#### Provided data ####

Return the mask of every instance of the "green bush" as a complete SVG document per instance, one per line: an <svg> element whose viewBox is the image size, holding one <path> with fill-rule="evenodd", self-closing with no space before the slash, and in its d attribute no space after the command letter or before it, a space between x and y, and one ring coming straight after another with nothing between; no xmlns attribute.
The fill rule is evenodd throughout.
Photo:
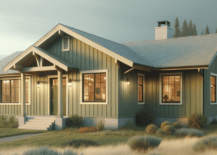
<svg viewBox="0 0 217 155"><path fill-rule="evenodd" d="M182 128L182 129L177 129L176 130L176 135L179 137L202 137L203 132L198 130L198 129L187 129L187 128Z"/></svg>
<svg viewBox="0 0 217 155"><path fill-rule="evenodd" d="M163 130L164 127L167 125L171 125L171 123L169 121L164 121L163 123L161 123L160 128Z"/></svg>
<svg viewBox="0 0 217 155"><path fill-rule="evenodd" d="M213 124L213 125L217 124L217 119L214 117L214 118L212 119L212 121L210 122L210 124Z"/></svg>
<svg viewBox="0 0 217 155"><path fill-rule="evenodd" d="M155 121L154 112L147 108L142 108L142 110L139 111L135 117L135 123L137 126L145 127L149 124L154 123L154 121Z"/></svg>
<svg viewBox="0 0 217 155"><path fill-rule="evenodd" d="M8 120L8 128L17 128L18 121L16 120L15 116L10 116Z"/></svg>
<svg viewBox="0 0 217 155"><path fill-rule="evenodd" d="M99 122L97 122L96 130L102 131L104 129L104 126L105 126L105 121L100 120Z"/></svg>
<svg viewBox="0 0 217 155"><path fill-rule="evenodd" d="M78 115L72 115L66 119L66 127L76 127L82 126L83 117Z"/></svg>
<svg viewBox="0 0 217 155"><path fill-rule="evenodd" d="M127 142L131 149L144 152L158 147L160 143L161 139L153 136L134 136Z"/></svg>
<svg viewBox="0 0 217 155"><path fill-rule="evenodd" d="M150 124L146 127L145 131L148 133L148 134L154 134L156 131L157 131L158 127L154 124Z"/></svg>
<svg viewBox="0 0 217 155"><path fill-rule="evenodd" d="M164 126L163 131L167 135L172 135L172 134L175 133L175 129L174 129L174 127L172 125Z"/></svg>
<svg viewBox="0 0 217 155"><path fill-rule="evenodd" d="M190 128L201 129L207 127L207 116L194 114L188 118L188 126Z"/></svg>
<svg viewBox="0 0 217 155"><path fill-rule="evenodd" d="M71 140L65 143L61 144L61 147L89 147L89 146L99 146L97 142L94 142L92 140L83 140L83 139L77 139L77 140Z"/></svg>
<svg viewBox="0 0 217 155"><path fill-rule="evenodd" d="M0 128L6 128L8 126L7 117L1 115L0 116Z"/></svg>
<svg viewBox="0 0 217 155"><path fill-rule="evenodd" d="M163 135L164 131L162 129L158 129L155 134L156 135Z"/></svg>
<svg viewBox="0 0 217 155"><path fill-rule="evenodd" d="M196 152L204 152L206 150L217 150L217 136L209 136L198 140L193 145Z"/></svg>
<svg viewBox="0 0 217 155"><path fill-rule="evenodd" d="M182 125L179 122L173 122L173 127L175 129L180 129L180 128L182 128Z"/></svg>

####

> [Action item] Your task is to set down again, exactly, every line from the beginning of the listing through the line with "The fill rule is evenodd throughout.".

> [Response]
Return the mask of every instance of the "green bush" as a complete SVG document per instance, one per line: an <svg> element whose viewBox is the image size, holding one <path> with fill-rule="evenodd", self-closing with no space before the slash, and in its d attribute no space after the command letter or before it, a space between x and y, and one ring coming straight after another with nothing between; no xmlns attribute.
The fill rule is evenodd throughout.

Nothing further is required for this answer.